**VORLIEGENDER TEXT:**
+ + + + +

Steuern und Reichtum – Zur Diskussion um „umFAIRteilen“

Was wollen DGB und UnterstüzerInnen, was hält die FAU Bielefeld davon?

Der DGB, VerDi, Attac und etliche weitere Organisationen aus dem sozialdemokratischen Umfeld (GRÜNE; Linke etc.) rufen dazu auf, Reichtum zu besteuern und soziale Lasten durch die Einführung einer Vermögenssteuer und -abgabe umzuverteilen.
Wir sind nicht mit der Kampagne einverstanden, weil wir sie inhaltlich falsch, methodisch schlecht und letztendlich in der lauwarmen Tradition des "heißen" Kampagnenherbst des DGB sehen, da die
Funktionäre ja ihre Posten legitimieren müssen, nur den Arsch platt sitzen, das geht ja auch nicht!

„Es gibt einen Ausweg aus der Wirtschafts- und Finanzkrise: Umverteilung! Wir wollen nicht, dass die öffentlichen und sozialen Leistungen verschlechtert und die große Mehrheit der Bevölkerung höher belastet wird. Stattdessen müssen übergroßer Reichtum und Finanzspekulationen endlich gesteuert werden. Es geht nicht nur um Geld, sondern auch um gelebte Solidarität in unserer Gesellschaft.“ (aus:http://umfairteilen.de/start/info/)
„...der öffentlichen Hand fehlt das Geld für wichtige Investitionen und Leistungen. Dem stehen gigantische private Vermögen entgegen. Sie müssen verstärkt an der Finanzierung unseres Gemeinwesens beteiligt werden: mit einer einmaligen Vermögensabgabe und einer dauerhaften Vermögenssteuer.“ (aus: s.o.)
Es gehe schlichtweg um die Frage der Vermögenssteuer, Staatsverschuldung und Etatlücken in bundesdeutschen öffentlichen Haushalten. „Die Grundidee ist so einfach wie einleuchtend.“ (aus: s.o.) Mehr Geld muss in die Kassen! Da wird dann vorgerechnet, wie viele Mehreinnahmen der Staat, evtl. sogar Länder und Kommunen bekommen können: „Es geht darum, Vermögende entsprechend ihrer guten wirtschaftlichen Lage stärker an der Finanzierung der Staatsaufgaben zu beteiligen. Wer sehr reich ist, soll also eine zusätzliche Steuer zahlen.“ (aus: s.o.)

+ + + + +

**KURZE AUFGABE A:** Zeige aus der folgenden Auflistung jede Zeile, in der das Wort „white“ vorkommt. Groß- und Kleinschreibung sind dabei zu beachten.

**BEREITGESTELLTES MATERIAL:**
+ + + + +

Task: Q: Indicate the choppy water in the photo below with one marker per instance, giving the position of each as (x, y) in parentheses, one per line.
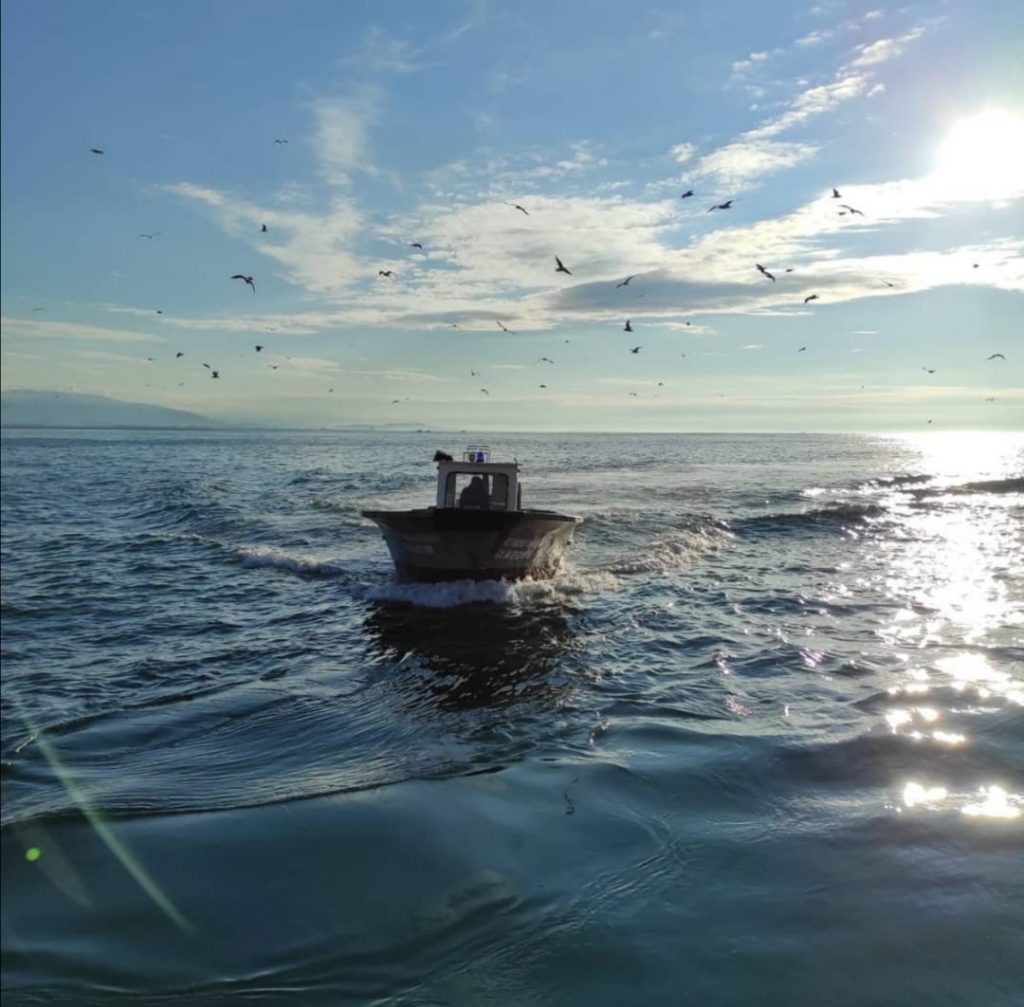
(761, 743)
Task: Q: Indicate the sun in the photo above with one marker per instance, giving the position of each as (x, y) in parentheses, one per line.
(982, 157)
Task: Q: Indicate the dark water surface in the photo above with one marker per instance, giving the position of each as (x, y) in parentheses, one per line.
(761, 743)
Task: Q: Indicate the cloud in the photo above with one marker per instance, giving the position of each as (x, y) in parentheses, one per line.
(382, 52)
(32, 329)
(340, 141)
(735, 164)
(884, 49)
(683, 152)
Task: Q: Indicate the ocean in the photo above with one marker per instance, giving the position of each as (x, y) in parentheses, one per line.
(761, 742)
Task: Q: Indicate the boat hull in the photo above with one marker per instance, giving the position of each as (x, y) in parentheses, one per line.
(453, 544)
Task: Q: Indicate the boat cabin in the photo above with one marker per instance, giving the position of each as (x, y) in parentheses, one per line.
(476, 483)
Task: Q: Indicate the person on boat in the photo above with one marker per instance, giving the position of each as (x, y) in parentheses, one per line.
(475, 495)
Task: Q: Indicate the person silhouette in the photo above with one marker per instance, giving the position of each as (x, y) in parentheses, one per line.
(475, 495)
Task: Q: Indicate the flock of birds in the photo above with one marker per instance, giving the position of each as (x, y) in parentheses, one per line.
(845, 209)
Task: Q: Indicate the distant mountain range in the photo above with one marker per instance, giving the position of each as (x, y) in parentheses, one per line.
(64, 409)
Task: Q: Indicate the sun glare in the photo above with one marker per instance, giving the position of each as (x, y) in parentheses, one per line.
(982, 157)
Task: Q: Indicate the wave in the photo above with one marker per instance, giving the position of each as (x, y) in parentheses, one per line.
(264, 555)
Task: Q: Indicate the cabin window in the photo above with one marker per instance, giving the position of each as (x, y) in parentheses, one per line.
(491, 493)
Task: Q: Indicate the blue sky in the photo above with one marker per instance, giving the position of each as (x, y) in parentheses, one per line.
(427, 122)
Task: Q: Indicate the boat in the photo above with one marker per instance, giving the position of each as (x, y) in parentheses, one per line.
(477, 530)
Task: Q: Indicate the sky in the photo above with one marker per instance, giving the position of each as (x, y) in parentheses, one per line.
(408, 123)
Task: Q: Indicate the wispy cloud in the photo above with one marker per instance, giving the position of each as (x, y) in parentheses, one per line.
(33, 329)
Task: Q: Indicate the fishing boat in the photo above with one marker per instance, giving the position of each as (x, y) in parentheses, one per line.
(477, 530)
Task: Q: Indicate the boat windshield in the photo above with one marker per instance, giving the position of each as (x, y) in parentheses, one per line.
(477, 491)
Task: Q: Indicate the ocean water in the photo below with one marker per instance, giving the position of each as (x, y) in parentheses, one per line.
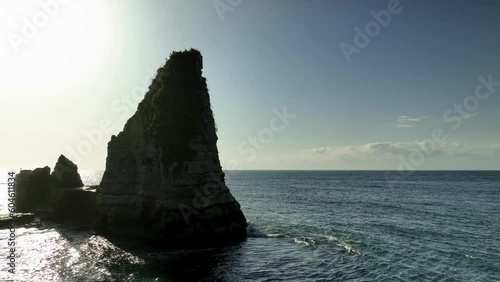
(303, 226)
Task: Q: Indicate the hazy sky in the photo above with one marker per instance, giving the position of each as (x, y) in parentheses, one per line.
(419, 94)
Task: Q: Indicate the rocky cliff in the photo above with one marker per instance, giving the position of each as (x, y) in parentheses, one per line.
(163, 180)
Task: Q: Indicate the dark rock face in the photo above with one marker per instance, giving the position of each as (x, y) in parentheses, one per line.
(33, 189)
(74, 206)
(65, 174)
(163, 180)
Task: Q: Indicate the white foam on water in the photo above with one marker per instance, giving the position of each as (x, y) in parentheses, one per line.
(342, 244)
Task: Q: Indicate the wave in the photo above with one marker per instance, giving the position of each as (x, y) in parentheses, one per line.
(343, 244)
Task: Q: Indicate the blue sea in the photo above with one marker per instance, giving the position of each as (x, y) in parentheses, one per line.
(303, 226)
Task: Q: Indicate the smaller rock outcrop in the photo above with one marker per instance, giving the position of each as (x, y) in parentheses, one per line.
(33, 189)
(65, 174)
(59, 196)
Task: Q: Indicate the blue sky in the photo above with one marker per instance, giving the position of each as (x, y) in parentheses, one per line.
(374, 112)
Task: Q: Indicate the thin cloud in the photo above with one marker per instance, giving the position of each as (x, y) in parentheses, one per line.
(389, 151)
(408, 122)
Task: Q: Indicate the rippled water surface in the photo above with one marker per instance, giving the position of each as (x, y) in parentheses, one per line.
(304, 226)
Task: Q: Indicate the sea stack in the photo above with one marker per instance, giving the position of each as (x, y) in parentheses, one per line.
(163, 180)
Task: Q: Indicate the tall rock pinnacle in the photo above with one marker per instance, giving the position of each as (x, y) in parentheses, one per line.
(163, 180)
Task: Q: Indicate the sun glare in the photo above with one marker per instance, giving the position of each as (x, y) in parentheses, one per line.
(57, 43)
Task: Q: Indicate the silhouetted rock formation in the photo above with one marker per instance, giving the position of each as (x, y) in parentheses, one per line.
(163, 180)
(59, 196)
(65, 174)
(32, 189)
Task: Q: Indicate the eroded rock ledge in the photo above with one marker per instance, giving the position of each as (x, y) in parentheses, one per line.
(163, 180)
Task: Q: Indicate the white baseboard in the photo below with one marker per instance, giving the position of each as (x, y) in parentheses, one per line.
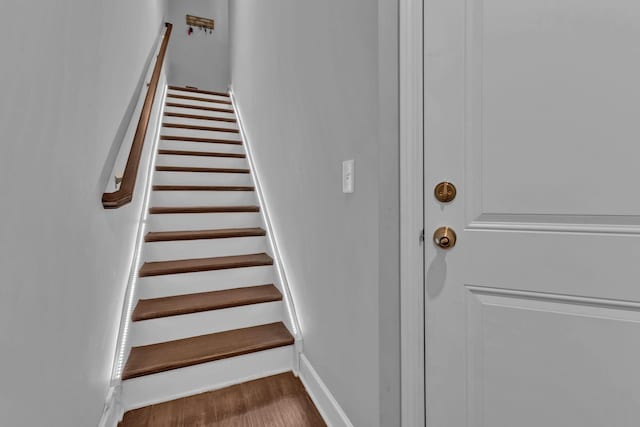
(328, 406)
(113, 408)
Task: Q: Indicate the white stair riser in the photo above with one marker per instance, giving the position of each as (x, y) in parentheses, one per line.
(203, 198)
(201, 122)
(197, 110)
(202, 161)
(186, 249)
(199, 178)
(165, 386)
(165, 329)
(196, 94)
(204, 281)
(201, 146)
(190, 133)
(208, 221)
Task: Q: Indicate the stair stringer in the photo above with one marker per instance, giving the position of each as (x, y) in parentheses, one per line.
(281, 281)
(114, 408)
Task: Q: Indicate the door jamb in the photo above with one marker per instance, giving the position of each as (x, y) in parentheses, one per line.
(412, 308)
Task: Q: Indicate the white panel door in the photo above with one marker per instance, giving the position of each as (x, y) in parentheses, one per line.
(532, 109)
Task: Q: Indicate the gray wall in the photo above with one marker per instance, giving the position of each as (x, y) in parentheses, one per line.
(200, 60)
(317, 84)
(70, 71)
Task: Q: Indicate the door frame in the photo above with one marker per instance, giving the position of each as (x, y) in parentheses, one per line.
(412, 241)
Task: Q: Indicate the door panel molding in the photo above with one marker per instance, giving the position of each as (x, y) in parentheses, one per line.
(506, 344)
(597, 224)
(506, 138)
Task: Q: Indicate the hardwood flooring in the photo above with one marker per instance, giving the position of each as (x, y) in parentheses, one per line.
(277, 401)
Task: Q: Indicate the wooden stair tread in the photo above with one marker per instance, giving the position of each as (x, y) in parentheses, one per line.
(199, 117)
(198, 127)
(201, 209)
(200, 107)
(199, 169)
(204, 140)
(196, 90)
(160, 268)
(155, 358)
(201, 153)
(198, 98)
(223, 233)
(203, 188)
(206, 301)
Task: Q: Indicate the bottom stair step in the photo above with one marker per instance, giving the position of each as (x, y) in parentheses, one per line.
(151, 359)
(277, 401)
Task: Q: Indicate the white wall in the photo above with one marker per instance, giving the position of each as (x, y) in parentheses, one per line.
(316, 83)
(70, 70)
(200, 60)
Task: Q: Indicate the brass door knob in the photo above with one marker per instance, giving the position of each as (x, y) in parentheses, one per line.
(445, 192)
(445, 237)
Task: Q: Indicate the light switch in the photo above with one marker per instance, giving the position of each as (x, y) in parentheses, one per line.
(348, 176)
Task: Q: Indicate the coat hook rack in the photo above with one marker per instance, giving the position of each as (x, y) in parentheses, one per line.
(205, 24)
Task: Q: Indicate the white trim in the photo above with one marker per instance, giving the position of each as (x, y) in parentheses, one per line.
(412, 307)
(113, 409)
(271, 235)
(328, 406)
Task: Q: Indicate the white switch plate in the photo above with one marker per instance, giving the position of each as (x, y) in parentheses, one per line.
(348, 176)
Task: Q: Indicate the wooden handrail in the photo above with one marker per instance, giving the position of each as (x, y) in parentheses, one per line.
(125, 193)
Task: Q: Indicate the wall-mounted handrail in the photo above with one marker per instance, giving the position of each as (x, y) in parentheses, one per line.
(124, 194)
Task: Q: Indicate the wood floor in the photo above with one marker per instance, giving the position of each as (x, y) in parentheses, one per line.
(277, 401)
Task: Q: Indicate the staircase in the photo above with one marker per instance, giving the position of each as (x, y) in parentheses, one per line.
(209, 312)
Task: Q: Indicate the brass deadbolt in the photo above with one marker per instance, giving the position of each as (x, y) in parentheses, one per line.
(445, 192)
(445, 238)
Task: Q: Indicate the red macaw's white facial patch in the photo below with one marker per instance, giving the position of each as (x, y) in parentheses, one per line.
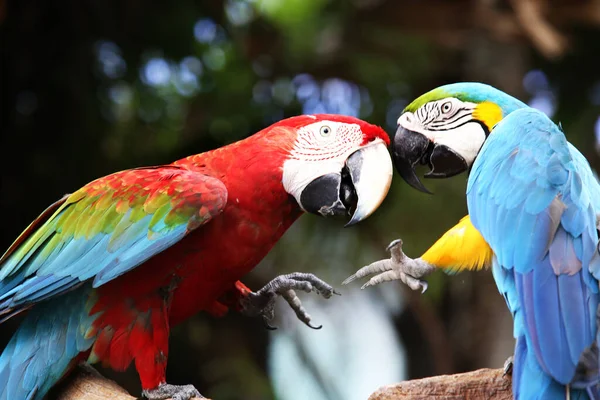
(323, 148)
(320, 148)
(325, 140)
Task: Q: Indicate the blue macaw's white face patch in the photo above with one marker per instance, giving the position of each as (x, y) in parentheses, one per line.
(449, 122)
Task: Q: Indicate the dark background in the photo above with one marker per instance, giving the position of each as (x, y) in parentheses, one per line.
(92, 87)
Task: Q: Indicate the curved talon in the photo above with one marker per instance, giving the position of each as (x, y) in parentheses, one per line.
(397, 242)
(508, 366)
(262, 302)
(269, 326)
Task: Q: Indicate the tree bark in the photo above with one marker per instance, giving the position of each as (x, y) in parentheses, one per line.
(480, 384)
(85, 383)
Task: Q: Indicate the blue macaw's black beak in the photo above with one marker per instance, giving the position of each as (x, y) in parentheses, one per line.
(411, 148)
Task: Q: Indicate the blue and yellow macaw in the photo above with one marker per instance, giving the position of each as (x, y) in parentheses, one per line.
(533, 203)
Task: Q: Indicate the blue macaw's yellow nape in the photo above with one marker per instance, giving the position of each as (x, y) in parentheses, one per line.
(533, 203)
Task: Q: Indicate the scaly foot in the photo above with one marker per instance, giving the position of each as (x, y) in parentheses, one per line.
(175, 392)
(262, 302)
(397, 267)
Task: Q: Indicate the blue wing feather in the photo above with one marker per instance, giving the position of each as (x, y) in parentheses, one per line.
(53, 264)
(543, 198)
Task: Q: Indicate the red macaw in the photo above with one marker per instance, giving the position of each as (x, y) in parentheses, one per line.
(105, 272)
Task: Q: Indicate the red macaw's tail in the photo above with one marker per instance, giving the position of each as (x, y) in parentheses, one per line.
(46, 345)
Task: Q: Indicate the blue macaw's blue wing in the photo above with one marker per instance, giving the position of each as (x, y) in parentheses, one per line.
(532, 195)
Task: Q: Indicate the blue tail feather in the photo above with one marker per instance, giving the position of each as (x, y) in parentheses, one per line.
(41, 350)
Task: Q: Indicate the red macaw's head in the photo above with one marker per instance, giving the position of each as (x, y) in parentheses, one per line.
(337, 165)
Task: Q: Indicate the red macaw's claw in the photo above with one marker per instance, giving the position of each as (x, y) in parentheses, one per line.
(262, 302)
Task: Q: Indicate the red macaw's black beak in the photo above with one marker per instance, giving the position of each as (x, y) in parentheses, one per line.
(411, 148)
(357, 190)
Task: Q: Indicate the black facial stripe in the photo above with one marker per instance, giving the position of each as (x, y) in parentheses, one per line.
(451, 124)
(445, 128)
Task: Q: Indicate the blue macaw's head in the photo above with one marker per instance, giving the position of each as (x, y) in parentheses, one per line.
(446, 127)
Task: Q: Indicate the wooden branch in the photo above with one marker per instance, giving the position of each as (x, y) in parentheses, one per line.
(85, 383)
(480, 384)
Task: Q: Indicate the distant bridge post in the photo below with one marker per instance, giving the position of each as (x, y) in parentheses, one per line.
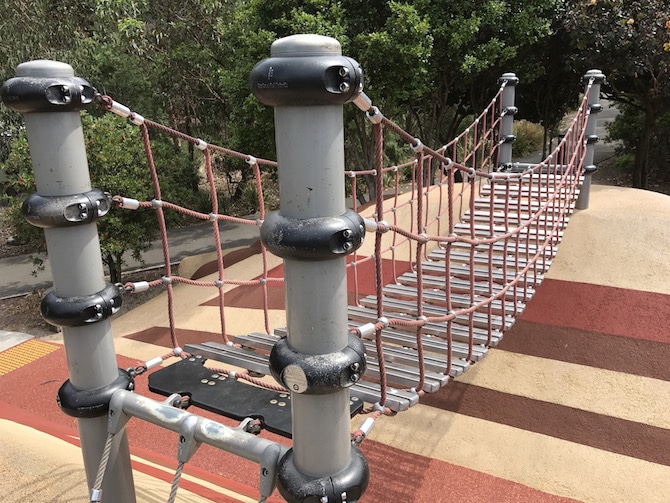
(307, 81)
(507, 122)
(591, 137)
(50, 97)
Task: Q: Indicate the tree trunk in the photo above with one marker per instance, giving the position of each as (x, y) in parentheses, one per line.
(114, 263)
(640, 170)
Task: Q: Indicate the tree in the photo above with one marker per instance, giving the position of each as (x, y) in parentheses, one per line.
(117, 164)
(630, 42)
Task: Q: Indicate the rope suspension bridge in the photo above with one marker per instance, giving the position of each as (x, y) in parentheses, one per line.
(384, 303)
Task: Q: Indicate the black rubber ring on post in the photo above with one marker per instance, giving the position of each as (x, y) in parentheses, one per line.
(81, 310)
(89, 403)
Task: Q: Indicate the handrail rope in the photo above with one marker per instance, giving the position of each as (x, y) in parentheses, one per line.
(472, 153)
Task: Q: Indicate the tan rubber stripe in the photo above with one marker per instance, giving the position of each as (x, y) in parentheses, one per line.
(549, 464)
(577, 386)
(24, 353)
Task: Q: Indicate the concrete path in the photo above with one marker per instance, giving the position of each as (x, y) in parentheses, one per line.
(18, 274)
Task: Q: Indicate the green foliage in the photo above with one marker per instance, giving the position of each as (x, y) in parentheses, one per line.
(529, 137)
(117, 164)
(630, 43)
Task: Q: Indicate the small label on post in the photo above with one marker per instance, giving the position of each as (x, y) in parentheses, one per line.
(294, 379)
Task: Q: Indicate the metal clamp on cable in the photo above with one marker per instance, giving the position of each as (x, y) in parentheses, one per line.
(318, 374)
(47, 94)
(94, 402)
(66, 211)
(313, 238)
(345, 486)
(80, 311)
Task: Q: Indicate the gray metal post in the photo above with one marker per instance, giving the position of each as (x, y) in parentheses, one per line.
(591, 137)
(507, 122)
(307, 81)
(50, 97)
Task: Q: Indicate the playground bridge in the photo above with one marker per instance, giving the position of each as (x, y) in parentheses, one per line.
(456, 256)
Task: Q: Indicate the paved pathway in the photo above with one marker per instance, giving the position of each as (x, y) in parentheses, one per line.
(18, 275)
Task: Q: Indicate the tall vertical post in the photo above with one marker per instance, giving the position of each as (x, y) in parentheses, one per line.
(307, 80)
(591, 137)
(50, 97)
(507, 122)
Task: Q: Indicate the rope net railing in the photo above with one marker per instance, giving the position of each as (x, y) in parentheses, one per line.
(461, 241)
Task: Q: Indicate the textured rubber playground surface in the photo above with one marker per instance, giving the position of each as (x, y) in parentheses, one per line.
(572, 405)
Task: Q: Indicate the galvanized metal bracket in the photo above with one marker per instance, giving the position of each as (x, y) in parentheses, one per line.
(318, 374)
(345, 486)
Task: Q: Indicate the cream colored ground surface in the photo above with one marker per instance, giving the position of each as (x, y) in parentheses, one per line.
(621, 240)
(36, 467)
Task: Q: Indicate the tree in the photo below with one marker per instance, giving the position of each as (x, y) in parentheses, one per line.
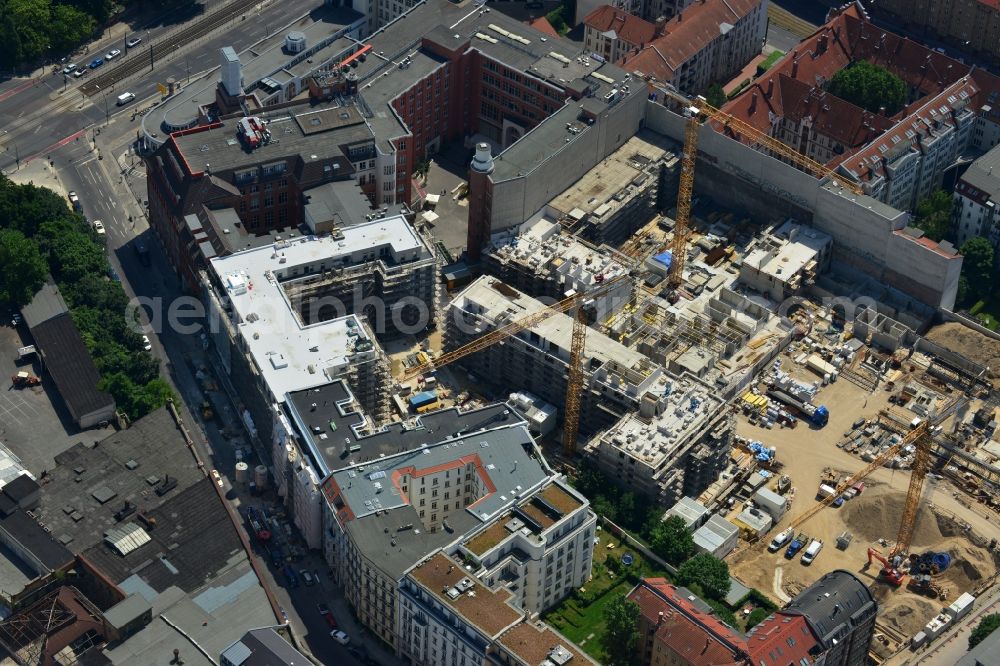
(22, 268)
(933, 215)
(709, 573)
(715, 95)
(757, 615)
(621, 631)
(977, 265)
(871, 87)
(986, 626)
(672, 541)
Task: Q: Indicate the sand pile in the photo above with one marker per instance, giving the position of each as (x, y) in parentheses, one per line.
(975, 346)
(875, 515)
(910, 617)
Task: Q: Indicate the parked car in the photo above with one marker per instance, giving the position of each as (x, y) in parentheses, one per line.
(324, 610)
(812, 551)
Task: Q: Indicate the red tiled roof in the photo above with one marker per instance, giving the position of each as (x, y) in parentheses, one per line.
(697, 638)
(541, 24)
(792, 87)
(626, 27)
(685, 35)
(922, 120)
(781, 639)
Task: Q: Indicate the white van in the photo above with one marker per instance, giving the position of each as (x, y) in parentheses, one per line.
(812, 551)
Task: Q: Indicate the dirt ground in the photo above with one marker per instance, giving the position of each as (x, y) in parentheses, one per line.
(975, 346)
(873, 516)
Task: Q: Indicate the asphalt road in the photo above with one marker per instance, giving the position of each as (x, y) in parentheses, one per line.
(39, 116)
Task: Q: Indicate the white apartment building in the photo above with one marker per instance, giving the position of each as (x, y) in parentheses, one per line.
(397, 495)
(977, 200)
(540, 551)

+ + + + +

**KURZE AUFGABE B:** Setze den Text über die Kampagne „umFAIRteilen“ im Anschluss an seinen letzten Satz fort.

**ANTWORT A:**
Task: Q: Indicate the white foam on water in the photo above with one marker per instance, giving the position of each as (x, y) in parentheses, one per line.
Task: Q: Indicate the white baseboard in the photo below with one marker per instance, giving the position of each as (x, y) in parentheses, one per line.
Task: Q: Indicate the white stair riser in the photo above with one marker per instance, giving the position of each as (x, y) in parentheses, one per line.
Task: Q: Indicate the white panel door in the photo above with one marker per instance, giving the position of each as (x, y) in parentheses, one per line.
Task: Q: Indicate the white wall in the photo above with one marker per instance, giving the position of each as (x, y) in parentheses, one per line.
Task: Q: Indicate the white trim in the photo above with one marker per instance, giving the position of each as (x, y) in parentheses, one per line.
Task: Q: Indicate the white switch plate in the photo above with one marker per instance, giving the position of each as (x, y) in parentheses, one per line.
Task: Q: Indicate the red macaw's white facial patch in the photo below with one marker per instance, giving the position of each as (x, y) in parentheses, one per line.
Task: Q: Indicate the blue macaw's white face patch in the photo above with one marker per instance, giving the position of each as (x, y) in parentheses, one per line.
Task: Q: Indicate the white van in the photo above with one marker per instance, giving the position of each as (x, y) in parentheses, one per line.
Task: Q: Indicate the white apartment building in the photo above with one marker per instance, giving the position of each as (x, y) in parentheses, one per line.

**ANTWORT B:**
Seine Berechtigung hat die Kampagne „umFAIRteilen – Reichtum besteuern“ aus den Tatsachen, das die „die öffentlichen Kassen leer sind, (es) geht die Schere zwischen Arm und Reich immer weiter auf. Das Einkommen der ärmsten zehn Prozent ist von 1999 bis 2009 um 9,6 Prozent gesunken, während das reichste Zehntel der Bevölkerung noch weitere 16,6 Prozent hinzu gewann (SOEP 2010). „ (s.o.)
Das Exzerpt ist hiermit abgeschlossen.